PROMPT: Starting at the line containing "Tag the horse nostril" and ending with the last of the items, replace "marker format" with "point format" and leave everything else unchanged. Give back only those lines.

Saved entries
::::::::::
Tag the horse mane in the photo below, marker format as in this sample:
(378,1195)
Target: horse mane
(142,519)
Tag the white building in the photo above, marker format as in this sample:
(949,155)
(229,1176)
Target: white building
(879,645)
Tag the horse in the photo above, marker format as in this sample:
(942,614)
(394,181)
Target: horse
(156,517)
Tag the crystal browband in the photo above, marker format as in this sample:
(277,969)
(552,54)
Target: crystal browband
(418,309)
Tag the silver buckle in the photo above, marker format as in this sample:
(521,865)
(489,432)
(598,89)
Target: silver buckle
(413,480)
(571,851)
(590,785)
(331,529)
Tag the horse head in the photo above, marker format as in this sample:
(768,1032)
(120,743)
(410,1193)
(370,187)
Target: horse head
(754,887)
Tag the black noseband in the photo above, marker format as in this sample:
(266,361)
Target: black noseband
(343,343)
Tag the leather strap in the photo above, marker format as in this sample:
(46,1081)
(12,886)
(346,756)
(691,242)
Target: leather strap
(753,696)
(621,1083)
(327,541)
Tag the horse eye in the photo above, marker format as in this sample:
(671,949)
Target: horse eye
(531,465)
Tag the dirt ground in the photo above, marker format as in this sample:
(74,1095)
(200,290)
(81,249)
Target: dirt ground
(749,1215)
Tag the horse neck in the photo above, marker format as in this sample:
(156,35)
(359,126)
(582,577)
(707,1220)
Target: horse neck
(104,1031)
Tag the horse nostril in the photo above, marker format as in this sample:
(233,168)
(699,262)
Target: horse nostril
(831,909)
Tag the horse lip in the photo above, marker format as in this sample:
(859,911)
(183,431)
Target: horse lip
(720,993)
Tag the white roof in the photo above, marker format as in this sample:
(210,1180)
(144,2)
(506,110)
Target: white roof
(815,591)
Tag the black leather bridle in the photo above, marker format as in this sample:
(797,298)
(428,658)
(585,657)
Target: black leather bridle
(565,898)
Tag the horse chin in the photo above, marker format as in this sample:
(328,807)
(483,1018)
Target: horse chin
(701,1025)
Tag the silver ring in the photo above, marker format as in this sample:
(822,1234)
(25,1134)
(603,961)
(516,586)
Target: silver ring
::::::::::
TASK ANSWER:
Tag the horse nostril in the photo above, point format as in this sample:
(233,168)
(699,262)
Target: horse nostril
(831,909)
Tag the horse lip in the photo above, point format as in this sample:
(859,911)
(183,431)
Target: horse lip
(720,993)
Tag the white roof in the photo above, point format as in this sample:
(210,1180)
(144,2)
(506,110)
Target: white roof
(815,591)
Tag the black leather bridle in the photo above, point format as in this sample:
(797,298)
(428,658)
(585,657)
Target: black leather bridle
(565,898)
Tag the horse chin in the photo above, point format as in this sample:
(328,807)
(483,1018)
Target: horse chin
(701,1025)
Tag the silver ring in the photo above, point format as in this sample:
(822,1234)
(25,1134)
(603,961)
(516,586)
Target: silver ring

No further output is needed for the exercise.